WRITTEN TASK> Tally the lines in the data below that contain the string "elderly", matching case exactly, and reply with only the number.
- - - -
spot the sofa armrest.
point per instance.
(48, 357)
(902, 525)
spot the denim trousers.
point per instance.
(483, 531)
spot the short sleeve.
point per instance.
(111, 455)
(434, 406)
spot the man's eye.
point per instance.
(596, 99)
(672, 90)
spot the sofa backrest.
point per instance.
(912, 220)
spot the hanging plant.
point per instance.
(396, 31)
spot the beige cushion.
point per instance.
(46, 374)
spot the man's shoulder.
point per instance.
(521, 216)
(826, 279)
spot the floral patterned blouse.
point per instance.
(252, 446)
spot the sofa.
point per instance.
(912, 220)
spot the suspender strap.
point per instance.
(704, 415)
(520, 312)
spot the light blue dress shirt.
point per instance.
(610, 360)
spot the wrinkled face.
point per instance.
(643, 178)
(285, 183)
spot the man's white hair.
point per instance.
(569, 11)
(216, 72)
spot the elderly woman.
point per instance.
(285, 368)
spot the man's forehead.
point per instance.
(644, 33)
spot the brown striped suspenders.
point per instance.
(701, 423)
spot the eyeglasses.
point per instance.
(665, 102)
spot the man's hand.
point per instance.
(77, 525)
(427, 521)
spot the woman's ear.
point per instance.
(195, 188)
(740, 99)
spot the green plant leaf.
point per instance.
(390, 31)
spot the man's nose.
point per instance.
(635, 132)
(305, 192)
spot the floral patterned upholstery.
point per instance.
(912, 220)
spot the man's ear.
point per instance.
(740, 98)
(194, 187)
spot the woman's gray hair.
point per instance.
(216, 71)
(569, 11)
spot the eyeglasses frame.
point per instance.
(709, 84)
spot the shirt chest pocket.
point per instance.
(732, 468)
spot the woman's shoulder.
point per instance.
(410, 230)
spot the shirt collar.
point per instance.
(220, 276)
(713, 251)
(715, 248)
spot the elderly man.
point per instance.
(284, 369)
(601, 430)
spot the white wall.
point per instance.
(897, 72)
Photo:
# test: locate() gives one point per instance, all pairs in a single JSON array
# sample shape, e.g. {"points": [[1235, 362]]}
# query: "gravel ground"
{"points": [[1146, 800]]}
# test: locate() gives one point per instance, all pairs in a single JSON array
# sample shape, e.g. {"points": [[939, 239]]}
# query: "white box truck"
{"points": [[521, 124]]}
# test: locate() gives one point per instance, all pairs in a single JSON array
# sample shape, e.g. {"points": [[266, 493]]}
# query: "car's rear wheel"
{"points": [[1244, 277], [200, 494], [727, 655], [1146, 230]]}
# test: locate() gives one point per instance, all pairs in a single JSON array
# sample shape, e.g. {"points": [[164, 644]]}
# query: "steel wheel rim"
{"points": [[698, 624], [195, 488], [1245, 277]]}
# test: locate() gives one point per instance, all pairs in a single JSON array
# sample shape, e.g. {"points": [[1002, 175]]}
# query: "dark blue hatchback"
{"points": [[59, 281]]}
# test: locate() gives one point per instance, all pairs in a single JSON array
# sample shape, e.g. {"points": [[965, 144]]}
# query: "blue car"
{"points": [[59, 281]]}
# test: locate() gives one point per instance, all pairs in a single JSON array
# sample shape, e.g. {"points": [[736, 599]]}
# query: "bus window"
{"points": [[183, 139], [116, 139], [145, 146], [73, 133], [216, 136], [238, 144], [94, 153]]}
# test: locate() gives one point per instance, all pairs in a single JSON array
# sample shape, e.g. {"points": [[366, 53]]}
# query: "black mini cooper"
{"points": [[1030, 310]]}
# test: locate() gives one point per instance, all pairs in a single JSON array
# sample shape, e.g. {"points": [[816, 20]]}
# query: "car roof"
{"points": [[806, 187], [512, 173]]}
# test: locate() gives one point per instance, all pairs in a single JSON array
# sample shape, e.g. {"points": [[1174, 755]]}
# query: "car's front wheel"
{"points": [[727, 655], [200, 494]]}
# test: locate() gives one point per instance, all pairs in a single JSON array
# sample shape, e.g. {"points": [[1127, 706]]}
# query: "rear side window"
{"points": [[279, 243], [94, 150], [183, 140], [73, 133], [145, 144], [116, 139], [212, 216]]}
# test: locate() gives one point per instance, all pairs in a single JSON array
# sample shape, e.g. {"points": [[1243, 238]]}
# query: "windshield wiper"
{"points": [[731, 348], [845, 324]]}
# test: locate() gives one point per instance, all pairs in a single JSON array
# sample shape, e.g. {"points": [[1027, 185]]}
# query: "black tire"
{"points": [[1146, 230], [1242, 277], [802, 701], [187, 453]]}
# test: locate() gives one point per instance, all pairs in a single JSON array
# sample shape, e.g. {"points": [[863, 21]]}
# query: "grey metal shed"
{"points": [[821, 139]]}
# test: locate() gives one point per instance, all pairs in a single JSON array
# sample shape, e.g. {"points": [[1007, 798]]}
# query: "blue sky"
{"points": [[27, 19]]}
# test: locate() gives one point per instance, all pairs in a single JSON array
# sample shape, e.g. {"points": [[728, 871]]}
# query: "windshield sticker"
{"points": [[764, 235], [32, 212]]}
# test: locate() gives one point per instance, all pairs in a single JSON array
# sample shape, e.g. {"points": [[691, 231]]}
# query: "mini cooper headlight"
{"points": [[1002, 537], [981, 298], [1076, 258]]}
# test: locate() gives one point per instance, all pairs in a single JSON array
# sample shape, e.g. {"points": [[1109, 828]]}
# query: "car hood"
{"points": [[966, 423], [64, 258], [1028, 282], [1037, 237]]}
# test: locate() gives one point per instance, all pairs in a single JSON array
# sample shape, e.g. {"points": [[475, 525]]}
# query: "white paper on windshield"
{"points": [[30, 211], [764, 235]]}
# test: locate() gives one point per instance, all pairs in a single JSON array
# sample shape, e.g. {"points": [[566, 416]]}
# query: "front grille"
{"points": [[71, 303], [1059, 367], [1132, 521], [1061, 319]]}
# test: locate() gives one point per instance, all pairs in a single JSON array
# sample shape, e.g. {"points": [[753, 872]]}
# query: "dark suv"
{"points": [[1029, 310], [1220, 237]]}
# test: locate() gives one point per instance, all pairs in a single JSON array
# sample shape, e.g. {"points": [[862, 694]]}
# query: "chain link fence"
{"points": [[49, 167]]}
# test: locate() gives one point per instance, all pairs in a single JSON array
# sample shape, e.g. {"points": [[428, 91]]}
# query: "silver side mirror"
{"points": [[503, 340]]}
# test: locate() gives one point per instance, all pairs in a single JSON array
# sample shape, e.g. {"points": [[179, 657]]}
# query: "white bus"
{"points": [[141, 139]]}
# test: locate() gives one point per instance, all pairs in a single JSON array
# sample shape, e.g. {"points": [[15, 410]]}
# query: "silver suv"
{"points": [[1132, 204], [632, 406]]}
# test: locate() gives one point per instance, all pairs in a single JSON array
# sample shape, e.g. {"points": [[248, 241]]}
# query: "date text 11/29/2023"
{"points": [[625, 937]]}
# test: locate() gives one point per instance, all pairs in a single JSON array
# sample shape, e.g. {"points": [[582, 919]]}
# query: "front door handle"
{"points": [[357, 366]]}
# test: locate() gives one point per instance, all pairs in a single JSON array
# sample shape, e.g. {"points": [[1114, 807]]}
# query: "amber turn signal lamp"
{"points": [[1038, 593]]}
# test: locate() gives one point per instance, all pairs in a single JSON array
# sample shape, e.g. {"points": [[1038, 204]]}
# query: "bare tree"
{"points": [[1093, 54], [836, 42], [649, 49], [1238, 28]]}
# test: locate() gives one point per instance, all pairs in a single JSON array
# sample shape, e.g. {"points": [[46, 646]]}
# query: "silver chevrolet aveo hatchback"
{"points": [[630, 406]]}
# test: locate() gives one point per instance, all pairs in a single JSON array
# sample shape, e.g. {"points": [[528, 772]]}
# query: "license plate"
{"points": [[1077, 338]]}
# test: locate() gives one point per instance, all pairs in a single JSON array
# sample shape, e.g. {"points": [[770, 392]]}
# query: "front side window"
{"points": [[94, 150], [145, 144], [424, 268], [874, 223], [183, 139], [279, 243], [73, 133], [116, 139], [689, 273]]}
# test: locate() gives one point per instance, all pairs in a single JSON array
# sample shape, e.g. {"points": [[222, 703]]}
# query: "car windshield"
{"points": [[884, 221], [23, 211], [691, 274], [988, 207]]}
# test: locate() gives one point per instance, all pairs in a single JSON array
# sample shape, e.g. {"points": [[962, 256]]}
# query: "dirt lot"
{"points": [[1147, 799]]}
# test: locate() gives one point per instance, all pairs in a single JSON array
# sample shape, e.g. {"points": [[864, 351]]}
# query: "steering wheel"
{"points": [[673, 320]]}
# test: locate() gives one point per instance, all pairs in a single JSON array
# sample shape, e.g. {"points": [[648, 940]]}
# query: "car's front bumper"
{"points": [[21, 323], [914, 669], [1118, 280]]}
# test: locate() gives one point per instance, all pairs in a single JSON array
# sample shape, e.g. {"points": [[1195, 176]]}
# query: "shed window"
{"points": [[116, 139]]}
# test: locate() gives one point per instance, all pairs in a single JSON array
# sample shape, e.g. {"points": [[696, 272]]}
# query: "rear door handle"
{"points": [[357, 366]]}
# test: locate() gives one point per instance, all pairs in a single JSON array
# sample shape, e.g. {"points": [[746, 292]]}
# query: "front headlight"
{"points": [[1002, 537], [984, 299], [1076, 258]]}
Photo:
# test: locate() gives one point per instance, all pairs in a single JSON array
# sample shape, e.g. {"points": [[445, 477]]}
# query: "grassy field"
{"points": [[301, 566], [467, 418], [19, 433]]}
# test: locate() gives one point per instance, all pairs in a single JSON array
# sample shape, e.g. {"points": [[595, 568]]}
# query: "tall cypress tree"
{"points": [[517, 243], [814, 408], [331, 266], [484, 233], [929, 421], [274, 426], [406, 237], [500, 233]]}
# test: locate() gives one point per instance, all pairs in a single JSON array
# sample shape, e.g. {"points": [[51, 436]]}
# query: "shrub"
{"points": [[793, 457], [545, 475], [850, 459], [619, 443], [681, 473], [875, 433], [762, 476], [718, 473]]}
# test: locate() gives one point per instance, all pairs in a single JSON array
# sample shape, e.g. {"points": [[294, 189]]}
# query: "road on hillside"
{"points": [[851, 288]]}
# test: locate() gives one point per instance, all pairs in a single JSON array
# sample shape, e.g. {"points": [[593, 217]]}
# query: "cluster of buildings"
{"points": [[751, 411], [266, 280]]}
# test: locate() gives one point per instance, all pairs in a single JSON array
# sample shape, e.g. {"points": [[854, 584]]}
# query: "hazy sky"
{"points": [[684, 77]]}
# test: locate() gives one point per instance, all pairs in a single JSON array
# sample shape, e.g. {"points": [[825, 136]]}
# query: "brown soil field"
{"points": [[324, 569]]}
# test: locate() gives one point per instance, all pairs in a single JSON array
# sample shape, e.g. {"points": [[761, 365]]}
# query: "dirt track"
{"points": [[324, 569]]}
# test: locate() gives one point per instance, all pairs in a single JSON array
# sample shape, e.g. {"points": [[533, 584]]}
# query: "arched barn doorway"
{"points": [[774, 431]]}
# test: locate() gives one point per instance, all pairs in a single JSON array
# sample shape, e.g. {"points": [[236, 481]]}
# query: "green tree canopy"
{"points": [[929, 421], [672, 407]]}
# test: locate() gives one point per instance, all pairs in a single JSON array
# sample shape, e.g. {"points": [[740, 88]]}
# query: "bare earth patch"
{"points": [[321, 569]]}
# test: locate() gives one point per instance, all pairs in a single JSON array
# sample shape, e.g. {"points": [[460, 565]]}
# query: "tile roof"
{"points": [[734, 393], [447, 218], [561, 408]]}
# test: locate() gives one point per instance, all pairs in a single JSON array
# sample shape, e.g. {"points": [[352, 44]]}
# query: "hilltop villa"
- - - -
CORRECT RESULT> 2